→ **Dataset lines**:
───

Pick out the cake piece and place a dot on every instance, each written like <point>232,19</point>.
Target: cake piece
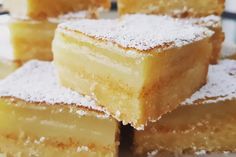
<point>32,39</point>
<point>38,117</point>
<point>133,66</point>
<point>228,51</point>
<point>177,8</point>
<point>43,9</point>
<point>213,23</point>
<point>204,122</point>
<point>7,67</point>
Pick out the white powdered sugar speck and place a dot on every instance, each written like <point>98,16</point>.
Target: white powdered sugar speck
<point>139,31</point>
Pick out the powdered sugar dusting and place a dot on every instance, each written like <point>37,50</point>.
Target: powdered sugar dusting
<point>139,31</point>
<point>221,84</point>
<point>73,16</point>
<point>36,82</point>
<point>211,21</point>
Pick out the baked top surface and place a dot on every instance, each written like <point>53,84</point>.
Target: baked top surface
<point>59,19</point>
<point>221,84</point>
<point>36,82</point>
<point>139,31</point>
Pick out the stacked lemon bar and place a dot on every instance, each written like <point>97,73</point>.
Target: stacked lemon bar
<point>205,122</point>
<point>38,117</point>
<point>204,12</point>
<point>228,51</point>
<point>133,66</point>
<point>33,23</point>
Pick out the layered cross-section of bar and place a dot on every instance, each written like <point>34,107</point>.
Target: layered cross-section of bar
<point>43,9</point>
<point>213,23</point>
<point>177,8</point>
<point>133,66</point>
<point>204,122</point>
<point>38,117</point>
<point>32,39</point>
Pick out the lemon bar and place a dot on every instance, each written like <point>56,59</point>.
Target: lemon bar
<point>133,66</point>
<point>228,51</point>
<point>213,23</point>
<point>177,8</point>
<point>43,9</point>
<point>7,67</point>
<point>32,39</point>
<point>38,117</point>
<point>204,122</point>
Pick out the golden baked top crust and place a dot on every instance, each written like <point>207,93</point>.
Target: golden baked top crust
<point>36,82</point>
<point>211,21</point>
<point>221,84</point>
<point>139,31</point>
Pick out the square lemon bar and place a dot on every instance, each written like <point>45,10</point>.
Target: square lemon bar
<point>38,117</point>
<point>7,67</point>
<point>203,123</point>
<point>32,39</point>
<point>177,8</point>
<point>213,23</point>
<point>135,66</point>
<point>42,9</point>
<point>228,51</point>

───

→ **PROBLEM REQUIREMENTS**: Copy out every one of the lines above word for word, leaving out the pictures.

→ **FINAL ANSWER**:
Pick out the cake piece and place a dot on every instance, each written like <point>232,19</point>.
Target: cake piece
<point>32,39</point>
<point>38,117</point>
<point>133,66</point>
<point>228,51</point>
<point>177,8</point>
<point>43,9</point>
<point>213,23</point>
<point>204,122</point>
<point>7,67</point>
Pick out the white powdered sugar speck and place a dot on every instance, each written like <point>98,16</point>.
Target: white powdered sugar speck
<point>139,31</point>
Pick out the powdered sugar dusting and place a dot on every instance, each written like <point>37,50</point>.
Target: powdered sugar dusting
<point>139,31</point>
<point>221,84</point>
<point>73,16</point>
<point>36,82</point>
<point>211,21</point>
Pick out the baked top surface and place a dot on every instance, each written like <point>53,84</point>.
Target: baked top surface
<point>59,19</point>
<point>221,84</point>
<point>36,82</point>
<point>139,31</point>
Pick out the stacked lemon bar and place a dot on every instance, each written like <point>97,73</point>.
Target: stacked lemon bar
<point>205,122</point>
<point>38,117</point>
<point>204,12</point>
<point>228,51</point>
<point>133,66</point>
<point>33,23</point>
Pick out the layered cross-section of bar and place a dot on every instance, each written like <point>34,107</point>.
Target: layered cross-section of bar
<point>43,9</point>
<point>213,23</point>
<point>177,8</point>
<point>133,66</point>
<point>204,122</point>
<point>38,117</point>
<point>32,39</point>
Pick out the lemon bar and place a dot on every instance, each written like <point>56,59</point>.
Target: lemon bar
<point>133,66</point>
<point>228,51</point>
<point>213,23</point>
<point>177,8</point>
<point>43,9</point>
<point>7,67</point>
<point>32,39</point>
<point>38,117</point>
<point>204,122</point>
Pick out the golden baked top crust and place a dot on every instance, each written like <point>207,93</point>.
Target: golden baked top crust
<point>36,82</point>
<point>211,21</point>
<point>221,84</point>
<point>139,31</point>
Pick out the square lemon bar and place a dot on every instance, each written like <point>45,10</point>.
Target: square lemon bar
<point>38,117</point>
<point>7,67</point>
<point>203,123</point>
<point>32,39</point>
<point>177,8</point>
<point>213,23</point>
<point>135,66</point>
<point>42,9</point>
<point>228,51</point>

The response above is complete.